### Work to complete
1. In the article on Nevada college graduation gaps, in what year did Western Nevada College launch its Latino Cohort program?
2. Please reproduce the passage of the article on Nevada college graduation gaps starting at "A similar divide" and ending at "students in 2017.".

It’s a minority-majority system, and, in September, U.S. News and World Report ranked UNLV the most diverse undergraduate college campus in the nation for the second consecutive year. But it’s one thing to enroll students. It’s another to see them graduate.

“The central role of higher education is to graduate competent individuals who can populate the workforce,” Chancellor Thom Reilly said. “At the end of the day, that’s how we judge our success.”

The Board of Regents held a summit last week about closing achievement gaps between student groups. It built upon a similar all-day meeting in January when Nevada’s college presidents shared their goals for graduation and persistence rate growth by 2025. The goals boil down to student success, which, in this case, means staying in college semester to semester and, ultimately, earning a diploma.

The path to a degree is less certain for minority students, though. The graduation rate for minority students at Nevada’s four-year institutions — UNLV, UNR and Nevada State College — was 43 percent in 2017. White students, meanwhile, posted a 51 percent graduation rate that year.

A similar divide exists for students attending the state’s two-year-institutions — College of Southern Nevada, Great Basin College, Truckee Meadows Community College and Western Nevada College. The graduation rate was 12 percent for minority students versus nearly 19 percent for white students in 2017.

(NSHE also tracks something called a graduation and transfer-out rate, which includes students who have graduated on time and students who have transferred to another institution. Those rates are higher given that many students use community college as a stepping stone to finishing four-year degrees at universities.)

Degree completion varies among minority groups. For instance, Asian and Native Hawaiian/Pacific Islander students attending UNLV graduated in 2017 at the highest rates — 48 percent and 60 percent, respectively. White students were the third highest at nearly 43 percent. But black, Hispanic and American Indian/Alaskan Native students, as well as those who identify as two or more ethnicities, fell below UNLV’s overall graduation rate of 41.6 percent. Slightly less than a quarter of black students received a degree.

Achievement gaps, in some form or another, exist at every higher-education institution in Nevada. It’s hardly a new phenomenon, or one specific to the Silver State. For decades, education researchers have examined disparities that exist between students of various ethnic and socioeconomic groups when it comes to standardized testing, college enrollment, degree completion and other metrics.

Still, these so-called achievement gaps — or disparities between student groups — have largely persisted. But system officials have made it their mission to close these gaps by 2025.

Reilly called the student success directive an “unprecedented effort” undertaken by the state system. Some existing programs indicate closing achievement gaps is possible.

But like anything else, it comes down to resources.

Seeds of success

Western Nevada College has identified a key ally — parents — in its fight to close achievement gaps.

The Carson City-based college launched the Latino Cohort program in 2010 as it tried to boost the graduation rate for Hispanic students, which, at the time, was 11 percent. The program blends specialized orientation, tips for being successful, parent meetings, mandatory advising and financial aid navigation given that many participants are first-generation college students.

Western Nevada College President Vincent Solis said the program relies on parents wanting what is best for their children. The more parents know — whether it be about course workloads or financial aid — the more they can guide their college-aged children in the right direction.

### Data lines
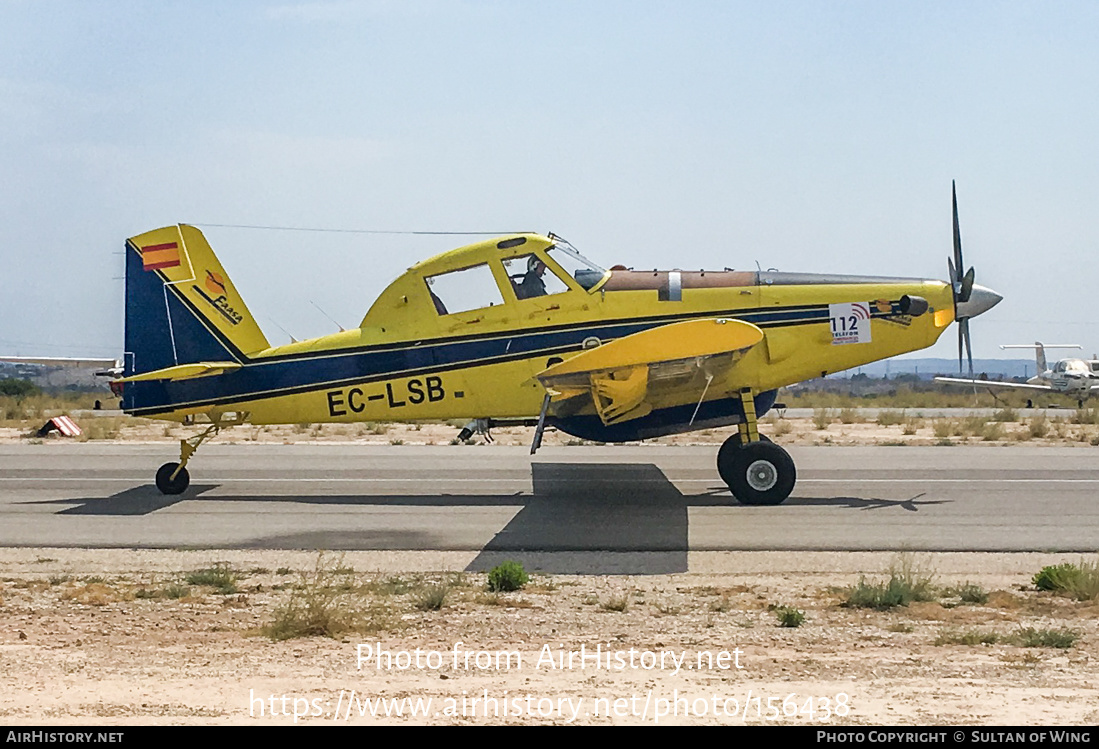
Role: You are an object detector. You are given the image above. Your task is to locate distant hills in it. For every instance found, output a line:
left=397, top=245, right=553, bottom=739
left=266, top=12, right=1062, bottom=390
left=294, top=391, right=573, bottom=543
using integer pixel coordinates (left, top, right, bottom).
left=829, top=355, right=1037, bottom=380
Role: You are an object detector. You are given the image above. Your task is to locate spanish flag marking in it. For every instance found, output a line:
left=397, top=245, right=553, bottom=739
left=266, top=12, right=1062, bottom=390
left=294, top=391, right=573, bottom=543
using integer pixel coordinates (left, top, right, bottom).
left=141, top=242, right=179, bottom=270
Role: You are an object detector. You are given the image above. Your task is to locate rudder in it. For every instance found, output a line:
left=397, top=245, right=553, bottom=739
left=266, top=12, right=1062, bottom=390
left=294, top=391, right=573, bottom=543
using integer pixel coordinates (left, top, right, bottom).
left=124, top=224, right=269, bottom=377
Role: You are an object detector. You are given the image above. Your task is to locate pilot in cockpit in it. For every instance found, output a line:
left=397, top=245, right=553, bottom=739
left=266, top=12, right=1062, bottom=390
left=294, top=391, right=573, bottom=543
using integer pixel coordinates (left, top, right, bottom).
left=515, top=255, right=546, bottom=299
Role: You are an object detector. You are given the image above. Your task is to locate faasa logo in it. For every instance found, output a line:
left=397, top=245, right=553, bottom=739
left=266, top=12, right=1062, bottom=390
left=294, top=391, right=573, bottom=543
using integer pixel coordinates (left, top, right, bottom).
left=207, top=270, right=225, bottom=294
left=191, top=270, right=244, bottom=325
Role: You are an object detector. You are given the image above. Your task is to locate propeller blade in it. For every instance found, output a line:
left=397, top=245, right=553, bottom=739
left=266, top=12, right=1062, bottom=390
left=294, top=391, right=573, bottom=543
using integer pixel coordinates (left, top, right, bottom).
left=958, top=268, right=975, bottom=302
left=951, top=180, right=965, bottom=283
left=958, top=320, right=966, bottom=375
left=959, top=317, right=973, bottom=380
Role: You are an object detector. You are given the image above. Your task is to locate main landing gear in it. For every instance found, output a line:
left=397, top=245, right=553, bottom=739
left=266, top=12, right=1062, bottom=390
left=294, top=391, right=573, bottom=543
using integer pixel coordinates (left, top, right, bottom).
left=718, top=389, right=797, bottom=505
left=156, top=423, right=221, bottom=494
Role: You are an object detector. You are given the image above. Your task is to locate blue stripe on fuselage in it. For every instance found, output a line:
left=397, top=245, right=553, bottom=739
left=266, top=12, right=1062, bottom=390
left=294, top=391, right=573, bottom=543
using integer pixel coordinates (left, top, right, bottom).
left=126, top=305, right=828, bottom=414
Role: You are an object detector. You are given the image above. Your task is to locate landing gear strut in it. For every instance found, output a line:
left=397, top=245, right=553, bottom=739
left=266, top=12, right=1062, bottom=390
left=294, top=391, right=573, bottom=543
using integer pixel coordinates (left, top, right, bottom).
left=156, top=424, right=221, bottom=494
left=718, top=389, right=797, bottom=505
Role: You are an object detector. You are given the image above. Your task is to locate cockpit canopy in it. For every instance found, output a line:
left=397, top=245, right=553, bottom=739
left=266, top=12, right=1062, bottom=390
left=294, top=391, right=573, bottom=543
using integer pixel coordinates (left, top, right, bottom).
left=362, top=234, right=610, bottom=333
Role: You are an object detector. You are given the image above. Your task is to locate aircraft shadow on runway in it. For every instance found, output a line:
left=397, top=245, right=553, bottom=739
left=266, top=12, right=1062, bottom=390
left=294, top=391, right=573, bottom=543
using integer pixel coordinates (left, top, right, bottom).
left=23, top=463, right=953, bottom=574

### Final results
1. 2010

2.
A similar divide exists for students attending the state’s two-year-institutions — College of Southern Nevada, Great Basin College, Truckee Meadows Community College and Western Nevada College. The graduation rate was 12 percent for minority students versus nearly 19 percent for white students in 2017.